* [Auszug zum Lesen]:
┄┄┄┄┄┄

Die Wikipedia frisst ihre Väter … Kurt Jansson und sein bockiges Kind

Bild: Flickr.com

Wie die Geschichte uns lehrt, wurden etliche Ordensgründer oder sonstige Vereinsmenschen von den Organisationen, welche sie initiiert hatten, später irgendwann einmal in die Wüste geschickt. „Die Revolution frisst ihre Kinder“ umschreibt ein ähnliches Phänomen, bei dem das Geschaffene eine Eigendynamik entwickelt, die letztlich den verdienstvoll Gutmeinenden überfordert, gar den Kopf kostet. Ein ähnlich tragisches Schicksal zeichnet sich bei Kurt Jansson ab, dem vormaligen Häuptling des Wikimedia e.V., der die deutschsprachige Wikipedia von der Stillphase bis durch Schulzeitalter begleitete. Gemessen an Internetjahren ist die Wikipedia inzwischen volljährig. (Einen Artikel „Internetjahr“ gibt es bei Wikipedia übrigens noch nicht.)

Schwieriges Promi-Kind

Doch das Kind „Wikipedia“ befindet sich in einer Trotzphase. Es widerspricht dem Vater, der auf seinem Erziehungsrecht beharrt. Genauer: Die Benutzer der Wikipedia haben eine eigene Vorstellung von dem, was Wikipedia ist oder sein sollte. Das verursacht Stress, der einen ersten Höhepunkt Anfang November erreicht hatte, als man zum Zwecke der Krisen-PR eine Pseudo-Podiumsdiskussion zu den Relevanzkriterien zu inszenieren versuchte, die trotz aller Kontrollversuche aus dem Ruder gelaufen war.

Wikipedia-Debatte Reloaded

Heute nun hat der Chaos Computer Club im Rahmen seines Kongressprogramms die missglückte Veranstaltung des Wikimedia-Vereins in Eigenregie neu aufgelegt, jedoch in zivilisierterem Umfeld unter liberaleren Umständen. Statt 42 unter seltsamen Formalitäten zugelassene Beobachter hieß der CCC einige Hundert Interessenten willkommen. Statt an der Tür provinziell barsch herauskomplimentiert zu werden, saß ich diesmal in der ersten Reihe, direkt gegenüber dem Podium – und blieb genauso friedlich, wie ich es im November geblieben wäre. Blogger Fefe, der die Relevanzdiskussion entscheidend geprägt hatte, wurde mit einer gewissen Selbstironie seitlich des Podiums auf einem Sofa platziert, wo er ersichtlich Spaß hatte.

┄┄┄┄┄┄

Einträge des Datensatzes
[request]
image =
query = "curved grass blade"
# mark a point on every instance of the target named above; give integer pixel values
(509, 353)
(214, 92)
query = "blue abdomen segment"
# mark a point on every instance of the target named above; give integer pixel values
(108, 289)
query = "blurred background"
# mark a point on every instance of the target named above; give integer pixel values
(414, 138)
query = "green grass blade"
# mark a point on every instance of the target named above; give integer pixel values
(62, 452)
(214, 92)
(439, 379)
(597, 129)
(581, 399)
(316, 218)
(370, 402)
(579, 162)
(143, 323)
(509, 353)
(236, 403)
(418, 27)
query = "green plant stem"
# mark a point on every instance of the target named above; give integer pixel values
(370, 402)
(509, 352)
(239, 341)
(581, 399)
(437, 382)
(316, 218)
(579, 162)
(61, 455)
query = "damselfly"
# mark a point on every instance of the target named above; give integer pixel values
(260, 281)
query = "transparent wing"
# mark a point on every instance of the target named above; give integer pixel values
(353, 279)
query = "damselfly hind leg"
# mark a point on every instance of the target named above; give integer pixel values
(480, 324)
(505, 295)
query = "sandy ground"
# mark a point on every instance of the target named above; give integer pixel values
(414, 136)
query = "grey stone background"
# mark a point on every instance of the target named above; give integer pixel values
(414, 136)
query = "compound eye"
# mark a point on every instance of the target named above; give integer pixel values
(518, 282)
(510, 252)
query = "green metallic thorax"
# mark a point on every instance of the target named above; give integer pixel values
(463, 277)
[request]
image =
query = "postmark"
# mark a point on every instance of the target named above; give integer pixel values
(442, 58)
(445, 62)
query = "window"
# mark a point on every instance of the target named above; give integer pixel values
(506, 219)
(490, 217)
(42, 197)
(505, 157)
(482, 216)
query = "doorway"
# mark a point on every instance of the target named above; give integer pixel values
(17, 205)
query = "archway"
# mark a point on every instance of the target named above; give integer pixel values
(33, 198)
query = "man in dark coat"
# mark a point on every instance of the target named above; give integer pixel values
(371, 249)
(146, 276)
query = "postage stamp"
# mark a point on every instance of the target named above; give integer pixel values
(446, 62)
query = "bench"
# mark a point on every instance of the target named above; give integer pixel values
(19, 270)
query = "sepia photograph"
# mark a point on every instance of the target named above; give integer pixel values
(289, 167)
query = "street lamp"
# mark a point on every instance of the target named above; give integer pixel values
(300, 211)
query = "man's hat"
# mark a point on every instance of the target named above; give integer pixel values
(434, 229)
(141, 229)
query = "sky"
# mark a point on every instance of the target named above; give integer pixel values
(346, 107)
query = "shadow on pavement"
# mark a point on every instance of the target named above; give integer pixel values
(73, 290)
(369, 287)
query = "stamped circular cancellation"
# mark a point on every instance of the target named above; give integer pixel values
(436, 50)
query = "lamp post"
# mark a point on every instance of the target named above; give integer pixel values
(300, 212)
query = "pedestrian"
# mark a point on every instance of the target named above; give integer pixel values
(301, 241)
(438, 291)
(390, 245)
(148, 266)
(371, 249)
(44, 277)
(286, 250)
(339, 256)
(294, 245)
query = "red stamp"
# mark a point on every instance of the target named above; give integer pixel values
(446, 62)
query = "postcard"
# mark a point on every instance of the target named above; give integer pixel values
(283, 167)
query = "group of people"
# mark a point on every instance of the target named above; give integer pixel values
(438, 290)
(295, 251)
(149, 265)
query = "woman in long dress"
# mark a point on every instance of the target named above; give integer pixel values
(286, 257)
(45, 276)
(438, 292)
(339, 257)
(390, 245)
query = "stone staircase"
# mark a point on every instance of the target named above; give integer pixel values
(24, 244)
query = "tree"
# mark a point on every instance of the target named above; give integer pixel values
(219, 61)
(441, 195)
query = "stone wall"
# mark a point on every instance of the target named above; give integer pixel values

┄┄┄┄┄┄

* [Ziel der Aufgabe A]: Fasse den Absatz des Auszugs, der mit „Heute nun hat der Chaos Computer Club“ beginnt, als Stichpunktliste zusammen und behalte dabei seine wichtigsten Fakten bei.
* [Ziel der Aufgabe B]:
Stimmen die folgenden Aussagen mit dem Auszug überein? Antworte jeweils mit Ja oder Nein und zitiere die entscheidenden Worte wörtlich.
(i) Kurt Jansson stand früher an der Spitze des Wikimedia e.V.
(ii) Bei Wikipedia gibt es bereits einen Artikel „Internetjahr“.
(iii) Die Podiumsdiskussion Anfang November blieb unter Kontrolle.
* [Ziel der Aufgabe C]: Gib den Teil des Auszugs zwischen „Doch das Kind“ und „Ruder gelaufen war.“ einschließlich wortgetreu wieder.
Die Einträge sind eigenständiges Material und gehören nicht zum Auszug.

* [Erwartete Antwort A]:
- Der Chaos Computer Club hat im Rahmen seines Kongressprogramms die missglückte Veranstaltung des Wikimedia-Vereins in Eigenregie neu aufgelegt, in zivilisierterem Umfeld und unter liberaleren Umständen.
- Statt 42 unter seltsamen Formalitäten zugelassener Beobachter hieß der CCC einige Hundert Interessenten willkommen.
- Die Ich-Person wurde diesmal nicht an der Tür abgewiesen, sondern saß in der ersten Reihe direkt gegenüber dem Podium und blieb friedlich.
- Blogger Fefe hatte die Relevanzdiskussion entscheidend geprägt. Er saß seitlich des Podiums auf einem Sofa und hatte ersichtlich Spaß.

* [Erwartete Antwort B]:
(i) Ja: „dem vormaligen Häuptling des Wikimedia e.V.“
(ii) Nein: „Einen Artikel „Internetjahr“ gibt es bei Wikipedia übrigens noch nicht.“
(iii) Nein: „die trotz aller Kontrollversuche aus dem Ruder gelaufen war“

* [Erwartete Antwort C]:
Doch das Kind „Wikipedia“ befindet sich in einer Trotzphase. Es widerspricht dem Vater, der auf seinem Erziehungsrecht beharrt. Genauer: Die Benutzer der Wikipedia haben eine eigene Vorstellung von dem, was Wikipedia ist oder sein sollte. Das verursacht Stress, der einen ersten Höhepunkt Anfang November erreicht hatte, als man zum Zwecke der Krisen-PR eine Pseudo-Podiumsdiskussion zu den Relevanzkriterien zu inszenieren versuchte, die trotz aller Kontrollversuche aus dem Ruder gelaufen war.